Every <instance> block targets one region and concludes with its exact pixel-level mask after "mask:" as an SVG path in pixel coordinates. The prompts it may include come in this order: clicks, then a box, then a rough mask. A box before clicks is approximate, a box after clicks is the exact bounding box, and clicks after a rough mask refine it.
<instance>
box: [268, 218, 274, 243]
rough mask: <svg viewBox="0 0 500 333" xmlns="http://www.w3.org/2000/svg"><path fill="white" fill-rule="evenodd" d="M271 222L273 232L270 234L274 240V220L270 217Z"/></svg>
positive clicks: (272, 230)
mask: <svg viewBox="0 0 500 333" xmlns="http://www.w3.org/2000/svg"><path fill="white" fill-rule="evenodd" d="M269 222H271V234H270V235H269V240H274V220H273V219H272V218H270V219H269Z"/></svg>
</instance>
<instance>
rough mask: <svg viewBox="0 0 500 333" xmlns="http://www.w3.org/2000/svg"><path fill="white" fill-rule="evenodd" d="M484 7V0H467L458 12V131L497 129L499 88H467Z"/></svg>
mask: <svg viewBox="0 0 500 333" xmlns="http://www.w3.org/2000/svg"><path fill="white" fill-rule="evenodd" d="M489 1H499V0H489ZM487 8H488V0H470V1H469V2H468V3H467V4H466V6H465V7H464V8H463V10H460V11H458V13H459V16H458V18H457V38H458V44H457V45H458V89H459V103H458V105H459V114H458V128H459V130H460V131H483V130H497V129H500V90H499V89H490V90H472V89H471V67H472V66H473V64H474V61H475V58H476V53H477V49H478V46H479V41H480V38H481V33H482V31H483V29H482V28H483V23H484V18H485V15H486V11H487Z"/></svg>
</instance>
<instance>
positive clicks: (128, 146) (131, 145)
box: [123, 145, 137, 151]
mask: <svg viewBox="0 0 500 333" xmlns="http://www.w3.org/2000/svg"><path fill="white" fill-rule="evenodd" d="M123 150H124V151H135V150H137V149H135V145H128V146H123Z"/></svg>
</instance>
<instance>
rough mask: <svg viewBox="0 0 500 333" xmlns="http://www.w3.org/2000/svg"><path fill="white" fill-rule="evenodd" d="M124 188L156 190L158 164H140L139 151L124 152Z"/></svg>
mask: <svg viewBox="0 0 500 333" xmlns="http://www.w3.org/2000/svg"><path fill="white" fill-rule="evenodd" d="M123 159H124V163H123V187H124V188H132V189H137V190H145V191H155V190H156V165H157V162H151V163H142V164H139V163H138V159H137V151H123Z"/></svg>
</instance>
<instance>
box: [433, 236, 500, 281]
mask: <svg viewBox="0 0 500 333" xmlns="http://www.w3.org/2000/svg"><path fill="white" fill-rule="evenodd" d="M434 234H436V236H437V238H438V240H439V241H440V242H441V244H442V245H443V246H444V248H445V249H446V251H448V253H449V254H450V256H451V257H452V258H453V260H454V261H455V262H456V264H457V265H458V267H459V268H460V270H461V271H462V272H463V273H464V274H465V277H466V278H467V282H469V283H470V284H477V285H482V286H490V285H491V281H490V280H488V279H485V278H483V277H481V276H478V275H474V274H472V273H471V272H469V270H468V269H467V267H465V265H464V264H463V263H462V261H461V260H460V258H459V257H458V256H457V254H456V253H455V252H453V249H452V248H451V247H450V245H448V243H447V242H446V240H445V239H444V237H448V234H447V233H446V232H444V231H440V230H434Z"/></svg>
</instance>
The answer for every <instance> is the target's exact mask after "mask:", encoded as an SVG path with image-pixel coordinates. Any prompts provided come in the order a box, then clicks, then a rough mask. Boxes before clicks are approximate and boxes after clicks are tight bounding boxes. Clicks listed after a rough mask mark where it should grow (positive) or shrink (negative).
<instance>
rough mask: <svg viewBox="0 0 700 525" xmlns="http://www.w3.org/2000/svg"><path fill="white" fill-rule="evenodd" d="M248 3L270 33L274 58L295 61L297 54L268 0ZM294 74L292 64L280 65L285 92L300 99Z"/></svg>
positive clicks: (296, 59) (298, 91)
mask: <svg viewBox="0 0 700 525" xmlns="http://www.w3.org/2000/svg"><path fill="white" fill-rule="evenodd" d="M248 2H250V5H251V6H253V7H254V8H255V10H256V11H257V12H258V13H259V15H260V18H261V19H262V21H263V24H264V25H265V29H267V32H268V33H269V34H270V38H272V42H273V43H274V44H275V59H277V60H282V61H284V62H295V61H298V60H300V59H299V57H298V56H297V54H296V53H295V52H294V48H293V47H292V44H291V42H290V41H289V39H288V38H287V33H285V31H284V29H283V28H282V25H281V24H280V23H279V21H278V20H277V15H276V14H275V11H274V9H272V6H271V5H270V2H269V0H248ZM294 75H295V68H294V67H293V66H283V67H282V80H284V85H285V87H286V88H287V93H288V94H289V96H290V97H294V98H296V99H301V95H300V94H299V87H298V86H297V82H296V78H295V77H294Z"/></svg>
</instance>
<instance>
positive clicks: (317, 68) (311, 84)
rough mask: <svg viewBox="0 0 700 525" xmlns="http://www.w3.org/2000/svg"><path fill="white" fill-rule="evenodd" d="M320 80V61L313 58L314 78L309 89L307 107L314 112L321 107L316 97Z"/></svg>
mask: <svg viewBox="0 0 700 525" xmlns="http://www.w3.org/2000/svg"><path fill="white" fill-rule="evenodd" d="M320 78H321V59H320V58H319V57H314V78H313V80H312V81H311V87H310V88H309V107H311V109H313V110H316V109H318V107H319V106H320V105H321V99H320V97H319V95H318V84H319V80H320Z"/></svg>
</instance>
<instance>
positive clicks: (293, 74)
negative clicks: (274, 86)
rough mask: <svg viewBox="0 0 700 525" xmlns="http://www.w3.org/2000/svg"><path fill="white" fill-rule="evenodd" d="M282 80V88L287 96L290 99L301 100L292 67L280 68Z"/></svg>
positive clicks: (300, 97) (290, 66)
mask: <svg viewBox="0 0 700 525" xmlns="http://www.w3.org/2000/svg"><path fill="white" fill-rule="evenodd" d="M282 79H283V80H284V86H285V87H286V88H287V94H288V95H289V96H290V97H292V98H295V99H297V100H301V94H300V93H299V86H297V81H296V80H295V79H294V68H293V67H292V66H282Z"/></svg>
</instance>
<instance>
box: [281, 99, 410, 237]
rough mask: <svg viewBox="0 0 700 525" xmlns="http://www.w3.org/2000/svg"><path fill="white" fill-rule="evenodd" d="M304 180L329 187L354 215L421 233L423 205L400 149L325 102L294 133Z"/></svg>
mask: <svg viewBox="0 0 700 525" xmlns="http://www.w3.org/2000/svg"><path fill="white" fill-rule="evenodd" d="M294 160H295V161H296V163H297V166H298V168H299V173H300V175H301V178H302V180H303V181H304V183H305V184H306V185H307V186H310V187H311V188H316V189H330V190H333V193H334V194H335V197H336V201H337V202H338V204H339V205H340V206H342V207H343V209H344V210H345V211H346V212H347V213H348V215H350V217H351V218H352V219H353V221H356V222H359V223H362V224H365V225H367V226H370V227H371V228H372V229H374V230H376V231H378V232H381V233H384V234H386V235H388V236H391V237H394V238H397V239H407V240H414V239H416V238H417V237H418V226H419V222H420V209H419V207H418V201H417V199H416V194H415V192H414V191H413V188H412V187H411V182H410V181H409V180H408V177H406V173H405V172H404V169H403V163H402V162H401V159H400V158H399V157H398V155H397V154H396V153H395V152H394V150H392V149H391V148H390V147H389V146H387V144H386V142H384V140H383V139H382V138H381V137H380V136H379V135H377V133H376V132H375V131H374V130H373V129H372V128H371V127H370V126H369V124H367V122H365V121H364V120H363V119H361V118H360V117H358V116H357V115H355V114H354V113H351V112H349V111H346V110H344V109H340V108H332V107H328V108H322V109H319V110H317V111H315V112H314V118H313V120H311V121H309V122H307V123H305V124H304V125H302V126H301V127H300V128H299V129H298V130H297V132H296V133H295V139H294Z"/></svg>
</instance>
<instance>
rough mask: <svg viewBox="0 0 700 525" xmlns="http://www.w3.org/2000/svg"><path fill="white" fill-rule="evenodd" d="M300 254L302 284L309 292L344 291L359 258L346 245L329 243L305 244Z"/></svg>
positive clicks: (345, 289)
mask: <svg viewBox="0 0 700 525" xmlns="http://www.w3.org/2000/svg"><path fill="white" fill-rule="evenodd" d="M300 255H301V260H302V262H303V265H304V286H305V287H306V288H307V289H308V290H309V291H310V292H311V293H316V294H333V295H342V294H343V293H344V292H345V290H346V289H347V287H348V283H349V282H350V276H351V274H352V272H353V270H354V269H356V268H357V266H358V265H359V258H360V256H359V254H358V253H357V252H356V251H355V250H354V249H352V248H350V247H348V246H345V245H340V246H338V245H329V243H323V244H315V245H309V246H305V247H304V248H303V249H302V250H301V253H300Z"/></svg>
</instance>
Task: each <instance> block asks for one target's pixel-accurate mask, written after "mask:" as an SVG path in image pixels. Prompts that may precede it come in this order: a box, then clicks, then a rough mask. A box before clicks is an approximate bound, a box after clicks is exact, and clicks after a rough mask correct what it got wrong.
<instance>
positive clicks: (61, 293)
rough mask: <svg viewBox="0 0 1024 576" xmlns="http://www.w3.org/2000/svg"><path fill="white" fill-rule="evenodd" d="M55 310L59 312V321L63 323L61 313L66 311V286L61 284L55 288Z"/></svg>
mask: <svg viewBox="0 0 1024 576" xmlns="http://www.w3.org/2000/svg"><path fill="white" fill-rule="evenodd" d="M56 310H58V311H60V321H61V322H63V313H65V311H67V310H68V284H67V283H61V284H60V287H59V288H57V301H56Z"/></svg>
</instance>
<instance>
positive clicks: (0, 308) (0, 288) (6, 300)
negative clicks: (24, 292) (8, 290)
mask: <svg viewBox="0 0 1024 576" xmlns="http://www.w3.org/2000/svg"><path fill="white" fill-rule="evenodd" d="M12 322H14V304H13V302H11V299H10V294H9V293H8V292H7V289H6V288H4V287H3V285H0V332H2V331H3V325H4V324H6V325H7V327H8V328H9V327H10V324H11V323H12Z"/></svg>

——

- **Task goal**
Take from the entries every line that has the string "after".

- **Output of the exercise**
Every <instance> block targets one region and concludes with its exact pixel-level mask after "mask:" as an SVG path in pixel coordinates. The prompts it may include come in this order: clicks, then a box, then a rough mask. A box before clicks is approximate, a box after clicks is the exact bounding box, and clicks after a rough mask refine it.
The answer for every <instance> is the target's exact mask after "mask:", encoded as an SVG path with image-pixel coordinates. Any prompts provided come in the order a box, then clicks, then a rough mask. Boxes before clicks are approximate and boxes after clicks are tight bounding boxes. Clicks listed after a rough mask mark where it should grow (positive) or shrink (negative).
Task: each <instance> block asks for one target's pixel-accurate mask, written after "mask:" as an SVG path in image pixels. Prompts that may precede it come in this order: a box, then clicks, then a rough mask. A box before clicks is an approximate bound, a box after clicks is exact, and clicks after a rough mask correct what it got wrong.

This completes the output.